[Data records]
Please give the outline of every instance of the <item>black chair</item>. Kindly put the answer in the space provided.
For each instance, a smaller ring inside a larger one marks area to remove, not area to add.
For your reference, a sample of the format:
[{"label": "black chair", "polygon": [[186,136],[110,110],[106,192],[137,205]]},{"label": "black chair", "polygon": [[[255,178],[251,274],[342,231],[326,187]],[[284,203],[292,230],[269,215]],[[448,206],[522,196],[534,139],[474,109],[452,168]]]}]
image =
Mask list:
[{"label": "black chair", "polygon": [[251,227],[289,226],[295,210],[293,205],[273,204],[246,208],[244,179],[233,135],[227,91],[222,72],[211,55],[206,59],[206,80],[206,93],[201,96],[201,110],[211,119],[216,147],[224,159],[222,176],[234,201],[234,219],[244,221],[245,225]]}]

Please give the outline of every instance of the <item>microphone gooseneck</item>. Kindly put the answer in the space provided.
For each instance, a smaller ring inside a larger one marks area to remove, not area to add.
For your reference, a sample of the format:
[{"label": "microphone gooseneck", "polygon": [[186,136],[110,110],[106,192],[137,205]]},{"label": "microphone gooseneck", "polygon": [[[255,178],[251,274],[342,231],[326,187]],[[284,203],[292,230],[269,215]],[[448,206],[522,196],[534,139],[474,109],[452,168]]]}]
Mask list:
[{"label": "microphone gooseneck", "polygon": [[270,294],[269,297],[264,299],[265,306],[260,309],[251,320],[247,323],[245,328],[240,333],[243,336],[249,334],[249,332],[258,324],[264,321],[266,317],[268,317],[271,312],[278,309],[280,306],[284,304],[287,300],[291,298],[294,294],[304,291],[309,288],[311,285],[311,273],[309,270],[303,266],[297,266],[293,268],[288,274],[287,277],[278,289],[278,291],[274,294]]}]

_Your objective:_ Retype the lines above without changing a single character.

_Result below:_
Please give the outline of every instance of the <item>black chair</item>. Kindly put the answer in the space provided.
For each instance, a smaller ring inside a larger one marks area to remove, not area to add.
For your reference, a sample of the format:
[{"label": "black chair", "polygon": [[186,136],[110,110],[106,192],[137,205]]},{"label": "black chair", "polygon": [[[255,178],[251,274],[342,231],[326,187]],[[284,203],[292,230],[269,215]],[[448,206],[522,196],[534,139],[474,109],[452,168]]]}]
image =
Mask list:
[{"label": "black chair", "polygon": [[251,227],[289,226],[295,210],[293,205],[273,204],[246,208],[244,179],[233,135],[227,91],[222,72],[211,55],[206,59],[206,80],[206,93],[201,96],[201,110],[211,119],[216,147],[224,159],[222,176],[234,201],[234,219],[244,221],[245,225]]}]

Please give the outline of every instance of the <item>microphone gooseneck</item>. Kindly put the answer in the space provided.
For each instance, a smaller ring inside a larger one marks area to remove, not area to add.
For your reference, a sample of the format:
[{"label": "microphone gooseneck", "polygon": [[186,136],[110,110],[106,192],[137,205]]},{"label": "microphone gooseneck", "polygon": [[[255,178],[251,274],[342,231],[326,187]],[[284,203],[292,230],[269,215]],[[448,206],[522,196],[534,139],[474,109],[452,168]]]}]
Mask list:
[{"label": "microphone gooseneck", "polygon": [[270,294],[269,297],[264,299],[265,306],[260,309],[251,320],[247,323],[245,328],[240,333],[243,336],[249,334],[249,332],[258,324],[264,321],[266,317],[268,317],[271,312],[278,309],[280,306],[284,304],[287,300],[291,298],[294,294],[304,291],[309,288],[311,285],[311,273],[309,270],[303,266],[297,266],[293,268],[288,274],[287,277],[278,289],[278,291],[274,294]]}]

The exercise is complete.